Exercise directions. Repeat each of these records exactly.

Data records.
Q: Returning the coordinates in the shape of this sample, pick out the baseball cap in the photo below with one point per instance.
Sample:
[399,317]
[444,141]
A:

Answer box.
Q: Returning the coordinates in the shape of this sample, pick out the baseball cap in the photo below with one point per instance.
Sample:
[399,317]
[444,141]
A:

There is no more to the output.